> **WRITTEN EXERCISE A**:
Answer these questions from the devotional about bones under the carpet, one line each:
(i) Where does the dog, Angel, shove her bones?
(ii) What share of people does the text say may hide absolutely nothing?
(iii) Which Bible verse is quoted?
> **WRITTEN EXERCISE B**: From the devotional about bones under the carpet, extract word for word the stretch from "And there she" through "a great day.".

> **TEXT PROVIDED**:
__________________________________________________
Bones under the Carpet


By: Peter Lundell

My dog, Angel, probably thinks she’s brilliant. Her thinking may go something like this: “I’ve got a great idea! Bones need to be buried, right? Every dog knows that. Why should I dig in the yard anymore? It’s dirty, and my master won’t let be back inside until he washes me off. I hate being washed. And besides, I usually forget where the bones are anyway. Sooo… I’ll bury the bones under the carpet in his office!”
And there she is shoving those bones under the carpet. As if I’ll never know. Now the carpet bulges up along the edge next to the steps down to my home office. When the dog wants to chew a bone, she just paws one out.
I’ve humored her and let the bones stay there. It’s close enough to the stair that I won’t stumble. And she doesn’t dig in the yard so much any more.
It’s natural for dogs to dig and hide bones. And it’s natural for humans to hide things as well. I think it’s fair to say that we all hide something—or perhaps 99.9 percent of us—whether our age or weight or an embarrassment or a secret sin. If you’re in that 0.1 percent that hides absolutely nothing, you may skip the rest of this devotional. Have a great day.
The rest of us know that whatever we hide, we ourselves still know and carry the pain or the shame of it. And many of us know that God sees through everything anyway:
“Nothing in all creation is hidden from God’s sight …” Hebrews 4:13 (NIV)
The amazing thing is how God allows us grace regarding the bones that each of us may hide under our carpet. Grace to let us pretend they’re buried; grace to take them out and make things right.
__________________________________________________
> **RECORD EXTRACTS**:
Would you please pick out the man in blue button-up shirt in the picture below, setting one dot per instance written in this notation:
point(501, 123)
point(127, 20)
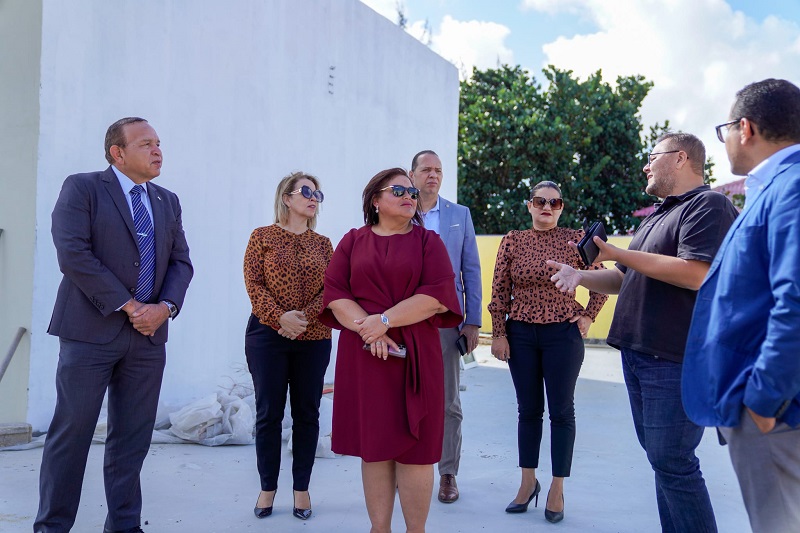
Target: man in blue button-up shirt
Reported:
point(741, 369)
__________________________________________________
> **TASK RESPONSE A**:
(i) Under the carpet, along the edge next to the steps down to the home office.
(ii) 0.1 percent.
(iii) Hebrews 4:13 (NIV).

> **TASK RESPONSE B**:
And there she is shoving those bones under the carpet. As if I’ll never know. Now the carpet bulges up along the edge next to the steps down to my home office. When the dog wants to chew a bone, she just paws one out.
I’ve humored her and let the bones stay there. It’s close enough to the stair that I won’t stumble. And she doesn’t dig in the yard so much any more.
It’s natural for dogs to dig and hide bones. And it’s natural for humans to hide things as well. I think it’s fair to say that we all hide something—or perhaps 99.9 percent of us—whether our age or weight or an embarrassment or a secret sin. If you’re in that 0.1 percent that hides absolutely nothing, you may skip the rest of this devotional. Have a great day.